» **Excerpt**:
━━━━━━━━

The Slavic DH Working Group at our research university is the only one of its kind in the United States. Established in 2017 through the joint effort of faculty, graduate students, librarians and DH staff, the Slavic DH Working Group is a community of scholars at all levels, from various disciplines, and engaged in a variety of professional fields. Promoting the exploration of digital humanities in Slavic, East European and Eurasian Studies, the group meets monthly during the academic year for events, trainings, and mentorship . In this presentation, we will discuss our collaboration with a research institute in Germany whose focus is Eastern European history. In the summer of 2018, we took eight members of the Slavic DH Working Group - including two graduate students and two undergraduates - to Germany for a 5-day DH workshop called “Digital Mapping Eastern Europe.” Besides our US group, the workshop brought in early-career scholars from Germany, Hungary, Poland, Czech Republic, Ukraine, Belarus, Russia and Israel. We will discuss how the format of the workshop allowed the graduate students to make significant strides in their dissertation work. The workshop was a unique opportunity for what Geoffrey Rockwell and Stefan Sinclair call “acculturation” (Rockwell and Sinclair, 2012) - not just academic professionalization, but broader exposure to the culture of a field that includes different types of jobs, and in various national and international contexts. We will also discuss the opportunities this experience afforded the undergraduate participants, and the kind of both collaborative and independent work that the workshop generated. By contrast to the more conventional contexts in which undergraduates learn DH - either in the classroom setting or as paid laborers on faculty-led DH projects - participation in the international exchange allowed students to become involved in the community as scholars in their own right.

━━━━━━━━

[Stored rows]

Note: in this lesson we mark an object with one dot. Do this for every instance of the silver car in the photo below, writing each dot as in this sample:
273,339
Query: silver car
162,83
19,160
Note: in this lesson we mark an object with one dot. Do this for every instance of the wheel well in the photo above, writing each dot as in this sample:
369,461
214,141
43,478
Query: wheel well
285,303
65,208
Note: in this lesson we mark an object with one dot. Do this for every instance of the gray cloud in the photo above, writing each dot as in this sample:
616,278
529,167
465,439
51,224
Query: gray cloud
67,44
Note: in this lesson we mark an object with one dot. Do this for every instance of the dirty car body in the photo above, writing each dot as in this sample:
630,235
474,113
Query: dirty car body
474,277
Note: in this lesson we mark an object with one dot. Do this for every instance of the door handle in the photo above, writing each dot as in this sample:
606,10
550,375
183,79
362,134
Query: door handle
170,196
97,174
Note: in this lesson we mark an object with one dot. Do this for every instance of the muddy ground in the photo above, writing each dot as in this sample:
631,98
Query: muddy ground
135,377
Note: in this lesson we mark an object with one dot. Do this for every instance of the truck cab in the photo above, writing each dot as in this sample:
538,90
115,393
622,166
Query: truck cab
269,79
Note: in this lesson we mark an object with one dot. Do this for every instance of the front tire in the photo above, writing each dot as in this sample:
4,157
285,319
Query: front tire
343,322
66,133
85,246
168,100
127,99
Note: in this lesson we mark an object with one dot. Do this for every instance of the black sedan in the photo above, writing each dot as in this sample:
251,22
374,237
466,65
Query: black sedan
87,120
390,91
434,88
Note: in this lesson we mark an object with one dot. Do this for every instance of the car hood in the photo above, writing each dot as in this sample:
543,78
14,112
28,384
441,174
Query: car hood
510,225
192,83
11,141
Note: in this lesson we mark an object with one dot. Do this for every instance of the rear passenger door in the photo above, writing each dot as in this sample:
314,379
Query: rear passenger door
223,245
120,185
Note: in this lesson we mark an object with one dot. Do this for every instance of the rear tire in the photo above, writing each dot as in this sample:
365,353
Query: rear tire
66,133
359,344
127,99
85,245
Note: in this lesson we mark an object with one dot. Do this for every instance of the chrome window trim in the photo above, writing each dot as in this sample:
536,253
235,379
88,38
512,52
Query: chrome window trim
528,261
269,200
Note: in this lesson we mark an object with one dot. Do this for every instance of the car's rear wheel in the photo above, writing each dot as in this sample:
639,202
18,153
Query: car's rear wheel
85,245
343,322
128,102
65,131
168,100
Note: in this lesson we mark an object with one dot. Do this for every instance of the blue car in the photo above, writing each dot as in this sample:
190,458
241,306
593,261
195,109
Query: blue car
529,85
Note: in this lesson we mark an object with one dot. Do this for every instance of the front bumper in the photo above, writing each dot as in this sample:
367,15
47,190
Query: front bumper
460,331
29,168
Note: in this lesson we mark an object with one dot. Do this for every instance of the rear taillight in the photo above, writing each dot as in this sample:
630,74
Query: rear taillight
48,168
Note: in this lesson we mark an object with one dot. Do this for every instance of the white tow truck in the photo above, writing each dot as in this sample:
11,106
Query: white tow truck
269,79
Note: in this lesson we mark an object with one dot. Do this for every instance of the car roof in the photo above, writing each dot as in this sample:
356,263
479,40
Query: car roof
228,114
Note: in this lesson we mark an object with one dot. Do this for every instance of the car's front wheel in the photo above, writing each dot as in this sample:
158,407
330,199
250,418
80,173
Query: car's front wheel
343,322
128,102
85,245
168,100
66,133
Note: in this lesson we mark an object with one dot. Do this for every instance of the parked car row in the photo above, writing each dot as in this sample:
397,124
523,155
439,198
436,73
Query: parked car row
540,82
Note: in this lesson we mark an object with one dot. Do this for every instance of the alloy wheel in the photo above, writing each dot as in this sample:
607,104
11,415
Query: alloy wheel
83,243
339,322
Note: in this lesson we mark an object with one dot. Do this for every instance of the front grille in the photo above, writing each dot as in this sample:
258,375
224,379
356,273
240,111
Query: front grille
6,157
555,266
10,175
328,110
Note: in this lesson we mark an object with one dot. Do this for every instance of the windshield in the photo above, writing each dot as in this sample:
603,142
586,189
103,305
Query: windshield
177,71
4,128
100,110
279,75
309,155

━━━━━━━━

» **Written request A**: In the rows, swap "Query" for "Target" everywhere from the line containing "of the blue" down to the last row, and return only that stretch with everything else unchanged.
» **Written request B**: Extend the text about the Slavic DH Working Group by writing what comes next after its final sentence.
These rows bear no relation to the text about the Slavic DH Working Group.

» **Task output A**:
Note: in this lesson we mark an object with one dot. Do this for every instance of the blue car in the photo above, writing each dot as in this sample:
190,458
241,306
593,261
195,109
Target: blue car
529,85
Note: in this lesson we mark an object with one dot. Do this for every instance of the front bumper in the photo above, writing each dot as in this sample:
367,15
47,190
Target: front bumper
460,331
29,168
Note: in this lesson we mark an object with one dot. Do this for every instance of the rear taillight in the photo above, writing each dot as in this sample:
630,74
Target: rear taillight
48,168
Note: in this lesson we mark an object with one dot. Do this for every instance of the white tow truck in the photo above, writing each dot as in this sample:
11,106
Target: white tow truck
269,79
Note: in this lesson we mark an object with one dot. Do this for every instance of the car roof in the photo above, writing each dot as in this sample:
356,263
479,40
Target: car roof
228,114
Note: in this lesson we mark an object with one dot. Do this for every instance of the car's front wheel in the photo above, writing each dot as in this sample:
158,407
330,199
250,418
80,173
Target: car's front wheel
343,322
128,102
85,245
168,100
66,133
Note: in this lesson we mark an object with one dot. Do this for every instance of the parked car row in the photo above, writing each dot as in this sample:
397,124
523,155
439,198
436,73
Target: parked car row
540,82
Note: in this lesson we mark an object with one dot. Do this for every instance of the alloy wheel in the photo above, writing each dot as in this sample:
607,104
11,415
Target: alloy wheel
83,243
339,322
Note: in this lesson we mark an object with one dot. Do this for every instance of the front grille in the photo above, writing each dot as in this sample:
258,375
224,379
356,273
240,111
Target: front grille
6,157
555,266
10,175
328,110
Note: in this lesson we mark an object with one dot. Do this for every instance of the windshield in the photo above, writing each dot as in this sample:
603,142
586,189
103,305
Target: windshield
177,71
4,128
100,110
279,75
309,155

» **Task output B**:
We will suggest that international collaborations in DH are particularly beneficial for smaller fields like Slavic where use of digital methods are relatively new, and where formal and fruitful international exchange by groups of scholars can difficult to sustain. Bringing DH into the graduate and undergraduate Slavic Studies experience exposes students to new scholarly approaches while animating Russian and East European cultural heritage and collections for young scholars.

Conversational Versus Co-occurrence Models in Networking the Russian Novel

The Russian novel has been traditionally regarded as the novel of ideas, in which the conflicting views on the national identity and Russia’s relationship with the “other” are presented in the dramatized narrative. Especially after Mikhail Bakhitn’s pioneering ideas of dialogism and polyphony of Fyodor Dostoevsky’s novels, it became common to view the novel as a balanced dramatization of conflicts among polar opposites. In my ongoing research project on the network novel in the late imperial Russian culture, I approach Tolstoy’s and Dostoevsky’s novels as models of an emerging liberal society. These narratives are not merely depictions of individual experiences manifested in text, but also represent complex societies whose imaginary social forms can be quantified and analyzed.
In British and American nineteenth-century novels, a shift occurred between the novel of domesticity and the network novel which exaggerated contrast within texts to expose the search for a resolution in the world outside. This study aims to examine a corpus of Russian novels to see whether they have the same clear dichotomy between a nuclear family type and a social panorama type.
This study takes the approach of comparing the conversational and with co-occurrence methods for collecting data from the novels. The conversational method is based on the participation of the characters in a “speech act,” defined as a continuous span of narrative time featuring a set of characters co-located in space and time, where they take turns speaking, are mutually aware of each other, and each character’s speech is intended for the other to hear. The co-occurrence method uses the automatic extraction of interactions based on the appearance of two characters in one sentence or short paragraph. This study compares networks created in Gephi using each method and argues that the co-occurrence of the characters in one scene does not yield significantly different results compared to measuring associations via speech acts. The relative simplicity of identifying speech acts, versus identifying all instances of speaking and non-speaking characters’ co-location in space and time, makes an approach based on speech acts even more attractive.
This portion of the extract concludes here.